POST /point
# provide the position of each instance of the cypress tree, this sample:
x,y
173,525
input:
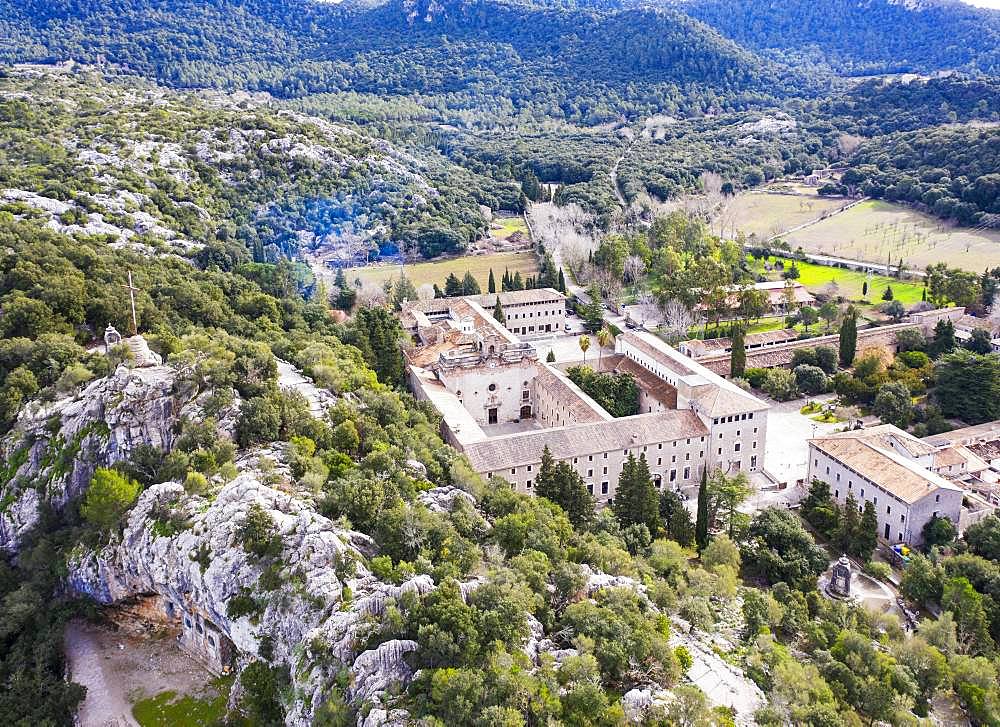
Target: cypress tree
x,y
636,502
738,357
848,338
867,536
850,525
701,526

[Instructions for the task]:
Reproduce every line of the items above, the instruction lines included, and shift each x and y coordinate in the answers by adding 86. Leave out the pictures.

[Response to the exercise]:
POST /point
# provide the position of each instance of the cypress tree, this sample:
x,y
173,525
input:
Target: cypress tree
x,y
722,588
824,443
934,424
953,622
936,611
787,612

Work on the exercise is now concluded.